▶ [Records]
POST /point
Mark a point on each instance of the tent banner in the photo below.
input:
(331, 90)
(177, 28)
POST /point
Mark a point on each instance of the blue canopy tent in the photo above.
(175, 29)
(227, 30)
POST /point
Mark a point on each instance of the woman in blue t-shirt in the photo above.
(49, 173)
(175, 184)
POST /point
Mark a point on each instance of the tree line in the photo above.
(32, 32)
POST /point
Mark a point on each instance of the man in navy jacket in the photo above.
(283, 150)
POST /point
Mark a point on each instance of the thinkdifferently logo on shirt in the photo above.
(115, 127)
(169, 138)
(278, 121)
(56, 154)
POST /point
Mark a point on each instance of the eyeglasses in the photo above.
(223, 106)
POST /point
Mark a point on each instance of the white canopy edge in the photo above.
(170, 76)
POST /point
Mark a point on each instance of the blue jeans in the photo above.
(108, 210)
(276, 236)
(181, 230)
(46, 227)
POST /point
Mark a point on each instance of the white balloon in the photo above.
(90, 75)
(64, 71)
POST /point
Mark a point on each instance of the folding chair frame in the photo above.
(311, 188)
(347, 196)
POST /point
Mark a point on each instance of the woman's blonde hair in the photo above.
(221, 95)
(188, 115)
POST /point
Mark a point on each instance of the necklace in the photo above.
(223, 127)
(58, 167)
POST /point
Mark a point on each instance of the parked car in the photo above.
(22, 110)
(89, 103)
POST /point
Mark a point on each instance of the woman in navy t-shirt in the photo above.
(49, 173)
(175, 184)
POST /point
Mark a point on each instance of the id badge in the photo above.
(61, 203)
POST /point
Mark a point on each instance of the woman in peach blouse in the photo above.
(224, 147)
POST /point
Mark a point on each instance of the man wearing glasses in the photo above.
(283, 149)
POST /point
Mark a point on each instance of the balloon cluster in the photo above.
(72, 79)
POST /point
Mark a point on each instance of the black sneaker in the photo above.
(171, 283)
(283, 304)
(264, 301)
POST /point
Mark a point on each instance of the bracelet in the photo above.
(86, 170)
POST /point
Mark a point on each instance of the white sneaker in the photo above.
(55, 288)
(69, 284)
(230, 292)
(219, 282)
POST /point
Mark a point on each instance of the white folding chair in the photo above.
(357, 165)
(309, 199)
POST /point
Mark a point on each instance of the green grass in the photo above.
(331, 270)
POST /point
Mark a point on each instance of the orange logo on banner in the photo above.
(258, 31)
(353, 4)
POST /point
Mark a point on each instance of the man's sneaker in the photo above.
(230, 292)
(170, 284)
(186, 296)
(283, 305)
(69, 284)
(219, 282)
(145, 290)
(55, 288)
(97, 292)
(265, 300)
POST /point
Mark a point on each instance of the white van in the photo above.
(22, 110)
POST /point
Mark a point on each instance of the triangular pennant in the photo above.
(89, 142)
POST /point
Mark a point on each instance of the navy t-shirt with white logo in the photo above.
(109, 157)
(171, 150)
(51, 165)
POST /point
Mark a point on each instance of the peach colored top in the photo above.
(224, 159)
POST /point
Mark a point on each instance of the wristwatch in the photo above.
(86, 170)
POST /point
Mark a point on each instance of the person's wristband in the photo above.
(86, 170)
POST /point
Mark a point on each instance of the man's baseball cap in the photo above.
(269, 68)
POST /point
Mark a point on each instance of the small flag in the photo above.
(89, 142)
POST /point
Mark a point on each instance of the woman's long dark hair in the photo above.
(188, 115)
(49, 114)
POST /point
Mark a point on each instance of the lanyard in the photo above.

▶ [Given task] Copy out each line of the records above that contains the word "balloon".

▶ [Completed exercise]
Mark a point on each instance of the white balloon in the photo above.
Mark a point on each instance of the balloon cluster in the photo above.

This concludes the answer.